[DESCRIPTION OF THE TASK] Print the full listing exactly.

[ENTRIES PROVIDED]
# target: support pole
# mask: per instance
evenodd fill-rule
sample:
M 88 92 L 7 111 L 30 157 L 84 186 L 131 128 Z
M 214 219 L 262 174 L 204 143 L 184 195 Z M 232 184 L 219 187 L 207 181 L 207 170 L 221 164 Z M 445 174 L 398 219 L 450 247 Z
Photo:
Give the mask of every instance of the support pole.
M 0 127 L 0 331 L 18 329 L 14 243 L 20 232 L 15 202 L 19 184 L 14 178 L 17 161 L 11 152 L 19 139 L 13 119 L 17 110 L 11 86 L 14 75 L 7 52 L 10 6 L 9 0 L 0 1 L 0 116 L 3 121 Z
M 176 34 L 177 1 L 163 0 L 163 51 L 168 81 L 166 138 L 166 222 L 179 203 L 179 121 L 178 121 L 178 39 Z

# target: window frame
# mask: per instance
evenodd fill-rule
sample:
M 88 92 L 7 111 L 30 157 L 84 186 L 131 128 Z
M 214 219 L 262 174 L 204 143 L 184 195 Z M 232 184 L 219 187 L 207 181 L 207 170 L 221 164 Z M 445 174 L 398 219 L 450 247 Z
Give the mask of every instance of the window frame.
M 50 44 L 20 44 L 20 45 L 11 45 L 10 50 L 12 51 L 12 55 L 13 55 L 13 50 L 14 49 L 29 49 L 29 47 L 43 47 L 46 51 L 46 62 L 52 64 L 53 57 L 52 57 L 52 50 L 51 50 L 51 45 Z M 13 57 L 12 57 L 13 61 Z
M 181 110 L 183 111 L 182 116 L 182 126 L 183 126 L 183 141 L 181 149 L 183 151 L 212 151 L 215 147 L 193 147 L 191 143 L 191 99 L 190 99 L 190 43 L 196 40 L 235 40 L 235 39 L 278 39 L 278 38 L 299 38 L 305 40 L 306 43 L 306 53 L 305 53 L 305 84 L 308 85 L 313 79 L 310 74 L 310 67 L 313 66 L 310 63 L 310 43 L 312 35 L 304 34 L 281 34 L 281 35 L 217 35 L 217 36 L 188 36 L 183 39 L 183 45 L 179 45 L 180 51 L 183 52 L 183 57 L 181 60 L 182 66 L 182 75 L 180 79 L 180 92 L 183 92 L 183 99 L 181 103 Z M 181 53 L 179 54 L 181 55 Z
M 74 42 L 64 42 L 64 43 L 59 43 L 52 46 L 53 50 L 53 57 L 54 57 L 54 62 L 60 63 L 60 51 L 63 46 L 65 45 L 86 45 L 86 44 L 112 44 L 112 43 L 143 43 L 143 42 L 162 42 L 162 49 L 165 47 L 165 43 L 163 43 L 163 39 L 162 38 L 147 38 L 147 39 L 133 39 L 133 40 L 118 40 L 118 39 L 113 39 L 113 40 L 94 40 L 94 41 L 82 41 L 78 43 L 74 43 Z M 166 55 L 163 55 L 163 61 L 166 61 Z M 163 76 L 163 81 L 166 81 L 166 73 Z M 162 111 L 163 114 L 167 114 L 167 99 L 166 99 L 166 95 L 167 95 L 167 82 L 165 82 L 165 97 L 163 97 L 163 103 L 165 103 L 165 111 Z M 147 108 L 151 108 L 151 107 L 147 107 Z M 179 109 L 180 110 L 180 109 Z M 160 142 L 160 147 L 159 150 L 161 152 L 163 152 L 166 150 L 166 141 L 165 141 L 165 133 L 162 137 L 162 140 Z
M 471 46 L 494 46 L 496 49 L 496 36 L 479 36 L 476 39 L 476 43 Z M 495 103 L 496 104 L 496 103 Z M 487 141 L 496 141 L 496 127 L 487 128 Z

[SOLUTION]
# target: support pole
# mask: per instance
evenodd fill-rule
sample:
M 88 92 L 7 111 L 30 157 L 84 186 L 131 128 Z
M 214 219 L 262 174 L 204 143 L 184 195 Z M 232 184 L 219 187 L 207 181 L 207 170 L 221 164 Z M 445 174 L 398 219 L 450 247 Z
Photo:
Give the mask of every instance of the support pole.
M 0 127 L 0 331 L 18 329 L 14 243 L 20 232 L 15 202 L 19 184 L 14 178 L 17 161 L 11 152 L 19 139 L 13 119 L 17 110 L 11 86 L 14 75 L 7 52 L 10 6 L 9 0 L 0 1 L 0 116 L 3 121 Z
M 176 34 L 177 1 L 163 0 L 163 51 L 168 81 L 166 138 L 166 222 L 179 203 L 179 121 L 178 121 L 178 39 Z

# target: window frame
# mask: per instance
evenodd fill-rule
sample:
M 88 92 L 7 111 L 30 157 L 84 186 L 131 128 Z
M 214 219 L 262 174 L 204 143 L 184 195 Z M 232 184 L 219 187 L 207 181 L 207 170 L 221 164 Z M 445 174 L 398 219 L 450 247 Z
Give the mask of every instance of the window frame.
M 50 44 L 20 44 L 20 45 L 11 45 L 10 50 L 12 51 L 12 55 L 13 55 L 13 50 L 14 49 L 29 49 L 29 47 L 43 47 L 46 51 L 46 62 L 52 64 L 53 57 L 52 57 L 52 50 L 51 50 L 51 45 Z M 13 57 L 12 57 L 13 61 Z
M 181 110 L 183 111 L 182 116 L 182 126 L 183 126 L 183 141 L 181 149 L 183 151 L 212 151 L 215 147 L 193 147 L 191 143 L 191 99 L 190 99 L 190 43 L 196 40 L 235 40 L 235 39 L 278 39 L 278 38 L 299 38 L 305 40 L 306 43 L 306 53 L 305 53 L 305 84 L 308 85 L 313 79 L 310 74 L 310 67 L 313 66 L 310 63 L 310 43 L 312 35 L 304 34 L 281 34 L 281 35 L 217 35 L 217 36 L 188 36 L 183 39 L 183 45 L 179 45 L 180 51 L 183 52 L 183 57 L 181 60 L 182 66 L 182 75 L 180 79 L 180 92 L 183 92 L 183 99 L 181 103 Z M 181 53 L 179 54 L 181 55 Z
M 74 42 L 64 42 L 64 43 L 59 43 L 52 46 L 53 50 L 53 57 L 54 57 L 54 62 L 60 63 L 60 51 L 63 46 L 65 45 L 86 45 L 86 44 L 112 44 L 112 43 L 143 43 L 143 42 L 162 42 L 162 49 L 165 47 L 165 43 L 163 43 L 163 39 L 162 38 L 147 38 L 147 39 L 133 39 L 133 40 L 118 40 L 118 39 L 113 39 L 113 40 L 94 40 L 94 41 L 82 41 L 78 43 L 74 43 Z M 166 55 L 163 55 L 163 61 L 166 61 Z M 163 76 L 163 81 L 166 81 L 166 73 Z M 162 111 L 163 114 L 167 114 L 167 99 L 166 99 L 166 95 L 167 95 L 167 82 L 165 82 L 165 97 L 163 97 L 163 103 L 165 103 L 165 111 Z M 147 108 L 151 108 L 151 107 L 147 107 Z M 179 109 L 180 110 L 180 109 Z M 160 142 L 160 147 L 159 150 L 161 152 L 163 152 L 166 150 L 166 141 L 165 141 L 165 133 L 162 137 L 162 140 Z
M 471 46 L 494 46 L 496 49 L 496 36 L 479 36 L 476 39 L 476 43 Z M 495 103 L 496 104 L 496 103 Z M 487 141 L 496 141 L 496 127 L 487 128 Z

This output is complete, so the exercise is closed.